**Required work:**
Which lines in the records below contain the word "shirt"? Copy each one.

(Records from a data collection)
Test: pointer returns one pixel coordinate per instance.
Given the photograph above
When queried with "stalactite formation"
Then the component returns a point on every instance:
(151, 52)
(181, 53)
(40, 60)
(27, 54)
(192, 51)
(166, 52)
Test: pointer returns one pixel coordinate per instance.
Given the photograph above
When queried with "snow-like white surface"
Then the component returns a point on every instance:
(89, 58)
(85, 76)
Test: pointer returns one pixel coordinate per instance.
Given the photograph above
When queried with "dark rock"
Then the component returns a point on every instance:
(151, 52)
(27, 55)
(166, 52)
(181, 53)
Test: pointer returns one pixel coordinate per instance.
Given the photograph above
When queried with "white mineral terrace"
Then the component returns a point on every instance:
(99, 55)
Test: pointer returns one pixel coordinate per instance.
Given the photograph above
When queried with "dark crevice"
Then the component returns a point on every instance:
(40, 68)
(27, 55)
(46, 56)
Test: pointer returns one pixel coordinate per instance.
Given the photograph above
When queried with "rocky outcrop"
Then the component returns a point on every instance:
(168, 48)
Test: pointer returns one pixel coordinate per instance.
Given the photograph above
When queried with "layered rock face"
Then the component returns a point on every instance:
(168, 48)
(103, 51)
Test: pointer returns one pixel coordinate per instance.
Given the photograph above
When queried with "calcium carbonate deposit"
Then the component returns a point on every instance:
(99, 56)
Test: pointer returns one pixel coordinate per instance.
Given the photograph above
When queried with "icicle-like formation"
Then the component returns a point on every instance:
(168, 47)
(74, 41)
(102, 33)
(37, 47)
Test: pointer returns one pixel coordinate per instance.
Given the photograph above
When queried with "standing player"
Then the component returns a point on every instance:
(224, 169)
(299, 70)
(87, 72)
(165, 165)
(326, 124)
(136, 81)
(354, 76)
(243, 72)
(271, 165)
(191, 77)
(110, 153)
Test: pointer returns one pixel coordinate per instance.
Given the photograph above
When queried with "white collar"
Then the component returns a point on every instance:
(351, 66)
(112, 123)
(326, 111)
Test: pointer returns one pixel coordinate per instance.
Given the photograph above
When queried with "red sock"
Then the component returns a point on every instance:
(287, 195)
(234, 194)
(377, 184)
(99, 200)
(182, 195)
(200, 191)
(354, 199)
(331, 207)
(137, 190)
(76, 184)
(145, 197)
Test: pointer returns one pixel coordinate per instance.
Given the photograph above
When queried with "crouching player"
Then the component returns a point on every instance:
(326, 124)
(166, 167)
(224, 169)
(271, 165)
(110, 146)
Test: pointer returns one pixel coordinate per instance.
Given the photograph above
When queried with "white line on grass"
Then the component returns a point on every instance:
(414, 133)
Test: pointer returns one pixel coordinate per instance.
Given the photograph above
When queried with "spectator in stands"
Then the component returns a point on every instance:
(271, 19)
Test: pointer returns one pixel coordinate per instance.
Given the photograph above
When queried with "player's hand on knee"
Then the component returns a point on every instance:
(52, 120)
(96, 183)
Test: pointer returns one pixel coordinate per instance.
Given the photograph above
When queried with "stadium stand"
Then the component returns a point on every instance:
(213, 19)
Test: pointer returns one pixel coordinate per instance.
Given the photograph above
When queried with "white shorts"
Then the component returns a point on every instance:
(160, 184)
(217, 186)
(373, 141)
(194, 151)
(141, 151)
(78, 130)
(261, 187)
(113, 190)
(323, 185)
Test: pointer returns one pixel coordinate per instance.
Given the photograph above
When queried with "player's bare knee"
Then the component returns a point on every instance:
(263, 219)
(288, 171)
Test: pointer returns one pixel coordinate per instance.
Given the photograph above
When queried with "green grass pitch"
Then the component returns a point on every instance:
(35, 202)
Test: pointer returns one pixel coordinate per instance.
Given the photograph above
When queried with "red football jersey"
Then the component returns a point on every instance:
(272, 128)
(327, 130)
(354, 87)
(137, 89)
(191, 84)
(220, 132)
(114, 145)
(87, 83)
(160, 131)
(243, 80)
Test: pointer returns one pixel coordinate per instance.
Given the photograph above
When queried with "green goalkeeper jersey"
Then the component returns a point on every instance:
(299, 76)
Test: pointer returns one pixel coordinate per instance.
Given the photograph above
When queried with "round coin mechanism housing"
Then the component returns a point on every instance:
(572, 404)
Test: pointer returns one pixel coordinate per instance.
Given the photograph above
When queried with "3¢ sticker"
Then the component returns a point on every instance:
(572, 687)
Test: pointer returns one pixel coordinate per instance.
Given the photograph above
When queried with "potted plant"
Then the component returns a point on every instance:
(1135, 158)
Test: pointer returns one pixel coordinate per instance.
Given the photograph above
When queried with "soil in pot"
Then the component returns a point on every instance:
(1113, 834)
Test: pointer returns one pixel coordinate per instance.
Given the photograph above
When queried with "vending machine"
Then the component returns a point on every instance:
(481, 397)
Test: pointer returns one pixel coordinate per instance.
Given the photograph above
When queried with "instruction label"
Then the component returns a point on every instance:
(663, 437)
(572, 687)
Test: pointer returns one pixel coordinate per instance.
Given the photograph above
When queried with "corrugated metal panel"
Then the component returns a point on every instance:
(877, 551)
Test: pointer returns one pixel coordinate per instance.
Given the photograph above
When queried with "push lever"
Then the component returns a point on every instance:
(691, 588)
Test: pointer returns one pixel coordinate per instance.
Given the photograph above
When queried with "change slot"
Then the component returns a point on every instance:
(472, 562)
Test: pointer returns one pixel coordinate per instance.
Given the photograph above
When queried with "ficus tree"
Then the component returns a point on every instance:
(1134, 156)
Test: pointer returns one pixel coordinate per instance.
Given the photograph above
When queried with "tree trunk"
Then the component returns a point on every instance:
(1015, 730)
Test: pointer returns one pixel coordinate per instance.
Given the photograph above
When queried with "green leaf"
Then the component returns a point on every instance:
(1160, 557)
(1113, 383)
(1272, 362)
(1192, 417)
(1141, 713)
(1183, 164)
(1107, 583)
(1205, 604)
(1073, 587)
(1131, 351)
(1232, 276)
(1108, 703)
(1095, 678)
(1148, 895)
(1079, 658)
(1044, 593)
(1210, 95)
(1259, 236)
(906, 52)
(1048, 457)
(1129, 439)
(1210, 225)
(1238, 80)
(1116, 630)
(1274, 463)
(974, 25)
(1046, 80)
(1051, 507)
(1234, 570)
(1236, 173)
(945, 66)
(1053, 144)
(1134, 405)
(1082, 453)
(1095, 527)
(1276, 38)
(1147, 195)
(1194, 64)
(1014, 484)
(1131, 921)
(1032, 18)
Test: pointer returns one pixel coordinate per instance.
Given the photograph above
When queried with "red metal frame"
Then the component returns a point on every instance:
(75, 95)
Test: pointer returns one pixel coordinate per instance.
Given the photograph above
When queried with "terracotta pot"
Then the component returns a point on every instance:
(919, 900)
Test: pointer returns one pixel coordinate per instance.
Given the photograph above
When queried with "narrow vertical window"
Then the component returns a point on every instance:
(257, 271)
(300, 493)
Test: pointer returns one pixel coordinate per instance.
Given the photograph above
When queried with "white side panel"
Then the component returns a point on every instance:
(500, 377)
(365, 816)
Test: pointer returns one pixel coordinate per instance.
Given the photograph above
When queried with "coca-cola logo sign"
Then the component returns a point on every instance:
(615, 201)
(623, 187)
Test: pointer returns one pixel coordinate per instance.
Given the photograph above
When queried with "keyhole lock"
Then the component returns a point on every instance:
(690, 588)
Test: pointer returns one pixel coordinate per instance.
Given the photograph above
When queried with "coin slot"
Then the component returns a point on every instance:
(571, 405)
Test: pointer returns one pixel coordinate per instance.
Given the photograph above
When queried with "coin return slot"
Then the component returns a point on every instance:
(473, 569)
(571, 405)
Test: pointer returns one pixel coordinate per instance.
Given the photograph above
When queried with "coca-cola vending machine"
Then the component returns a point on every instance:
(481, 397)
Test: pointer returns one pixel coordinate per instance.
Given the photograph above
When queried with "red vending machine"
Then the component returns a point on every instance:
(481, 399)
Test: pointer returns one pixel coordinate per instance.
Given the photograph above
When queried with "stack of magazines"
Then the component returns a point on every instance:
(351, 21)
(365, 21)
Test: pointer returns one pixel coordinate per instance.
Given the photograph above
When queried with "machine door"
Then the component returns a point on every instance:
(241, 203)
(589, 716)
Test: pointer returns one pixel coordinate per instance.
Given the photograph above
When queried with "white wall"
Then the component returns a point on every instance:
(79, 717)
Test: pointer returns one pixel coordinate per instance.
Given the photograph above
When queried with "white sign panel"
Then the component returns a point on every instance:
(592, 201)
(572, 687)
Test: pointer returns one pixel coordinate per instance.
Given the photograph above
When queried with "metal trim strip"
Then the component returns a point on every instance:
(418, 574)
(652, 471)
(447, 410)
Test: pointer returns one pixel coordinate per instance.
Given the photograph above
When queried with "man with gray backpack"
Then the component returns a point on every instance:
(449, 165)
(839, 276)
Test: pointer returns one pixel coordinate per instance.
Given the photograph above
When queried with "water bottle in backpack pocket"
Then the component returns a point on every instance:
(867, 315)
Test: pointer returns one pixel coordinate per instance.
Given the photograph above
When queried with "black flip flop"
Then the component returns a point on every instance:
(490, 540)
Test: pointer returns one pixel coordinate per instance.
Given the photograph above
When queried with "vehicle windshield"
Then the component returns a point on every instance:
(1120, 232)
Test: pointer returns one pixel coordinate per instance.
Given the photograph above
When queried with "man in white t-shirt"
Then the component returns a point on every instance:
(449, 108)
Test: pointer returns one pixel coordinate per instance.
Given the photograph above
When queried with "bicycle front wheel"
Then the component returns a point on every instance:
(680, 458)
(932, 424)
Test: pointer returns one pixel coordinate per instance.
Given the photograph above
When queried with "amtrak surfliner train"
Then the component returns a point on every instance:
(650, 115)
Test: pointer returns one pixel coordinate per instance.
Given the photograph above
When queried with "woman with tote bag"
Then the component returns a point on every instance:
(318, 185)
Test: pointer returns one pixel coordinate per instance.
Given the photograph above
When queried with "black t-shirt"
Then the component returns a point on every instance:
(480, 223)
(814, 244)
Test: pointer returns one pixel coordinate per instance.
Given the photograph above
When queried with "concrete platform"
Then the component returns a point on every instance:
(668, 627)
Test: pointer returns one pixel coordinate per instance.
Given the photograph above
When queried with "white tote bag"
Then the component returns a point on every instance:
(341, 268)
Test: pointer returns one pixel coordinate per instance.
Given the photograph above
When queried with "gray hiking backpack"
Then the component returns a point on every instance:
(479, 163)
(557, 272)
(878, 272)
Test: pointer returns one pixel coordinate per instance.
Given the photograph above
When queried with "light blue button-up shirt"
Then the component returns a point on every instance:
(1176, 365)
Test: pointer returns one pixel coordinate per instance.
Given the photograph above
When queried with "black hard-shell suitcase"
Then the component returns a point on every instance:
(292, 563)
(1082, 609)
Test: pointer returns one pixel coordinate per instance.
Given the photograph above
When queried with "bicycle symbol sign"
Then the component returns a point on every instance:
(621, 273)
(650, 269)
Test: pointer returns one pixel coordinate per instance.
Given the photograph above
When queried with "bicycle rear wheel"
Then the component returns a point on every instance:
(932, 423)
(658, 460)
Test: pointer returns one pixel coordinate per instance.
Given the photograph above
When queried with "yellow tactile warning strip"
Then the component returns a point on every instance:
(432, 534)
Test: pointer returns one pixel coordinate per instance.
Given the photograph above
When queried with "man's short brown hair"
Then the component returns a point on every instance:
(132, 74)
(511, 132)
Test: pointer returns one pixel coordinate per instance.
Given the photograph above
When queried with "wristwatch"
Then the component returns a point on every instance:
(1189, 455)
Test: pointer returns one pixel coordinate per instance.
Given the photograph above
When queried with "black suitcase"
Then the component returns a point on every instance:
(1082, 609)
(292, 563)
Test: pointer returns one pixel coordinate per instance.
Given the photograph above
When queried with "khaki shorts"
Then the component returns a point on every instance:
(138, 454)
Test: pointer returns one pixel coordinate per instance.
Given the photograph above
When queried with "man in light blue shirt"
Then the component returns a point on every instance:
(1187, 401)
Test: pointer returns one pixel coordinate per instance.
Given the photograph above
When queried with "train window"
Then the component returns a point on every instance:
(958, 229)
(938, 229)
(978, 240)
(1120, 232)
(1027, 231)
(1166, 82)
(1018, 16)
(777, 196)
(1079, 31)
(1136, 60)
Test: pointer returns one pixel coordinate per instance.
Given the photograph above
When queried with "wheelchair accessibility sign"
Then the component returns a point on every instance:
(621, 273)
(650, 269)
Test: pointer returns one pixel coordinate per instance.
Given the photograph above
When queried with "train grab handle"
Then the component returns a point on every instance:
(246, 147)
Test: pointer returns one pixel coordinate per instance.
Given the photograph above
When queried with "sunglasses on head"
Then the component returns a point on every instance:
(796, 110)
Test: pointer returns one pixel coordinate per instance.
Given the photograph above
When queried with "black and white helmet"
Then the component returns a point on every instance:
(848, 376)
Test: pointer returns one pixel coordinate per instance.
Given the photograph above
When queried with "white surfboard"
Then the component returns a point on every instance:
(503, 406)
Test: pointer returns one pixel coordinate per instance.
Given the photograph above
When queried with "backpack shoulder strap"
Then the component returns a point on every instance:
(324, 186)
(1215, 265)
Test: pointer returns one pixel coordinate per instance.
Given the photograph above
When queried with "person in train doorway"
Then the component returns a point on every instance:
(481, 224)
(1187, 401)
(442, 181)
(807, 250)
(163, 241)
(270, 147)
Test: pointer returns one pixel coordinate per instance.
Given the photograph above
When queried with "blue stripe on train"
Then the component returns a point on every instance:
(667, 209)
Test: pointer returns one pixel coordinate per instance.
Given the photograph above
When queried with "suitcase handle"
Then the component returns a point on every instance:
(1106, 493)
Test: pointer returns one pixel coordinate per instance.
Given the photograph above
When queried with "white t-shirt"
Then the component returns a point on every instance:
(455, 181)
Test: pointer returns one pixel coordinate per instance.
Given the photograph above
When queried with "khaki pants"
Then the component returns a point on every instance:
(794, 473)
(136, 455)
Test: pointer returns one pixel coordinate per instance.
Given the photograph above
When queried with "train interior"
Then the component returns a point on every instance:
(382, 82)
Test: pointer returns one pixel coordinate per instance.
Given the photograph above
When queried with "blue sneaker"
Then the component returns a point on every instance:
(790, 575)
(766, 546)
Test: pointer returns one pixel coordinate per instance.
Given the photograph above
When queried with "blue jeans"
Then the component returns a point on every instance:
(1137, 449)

**Response to the exercise:**
When queried with "man in white t-shirt"
When queried with "black t-shirt"
When queried with "light blue button-up shirt"
When queried with "man in light blue shirt"
When queried with "white t-shirt"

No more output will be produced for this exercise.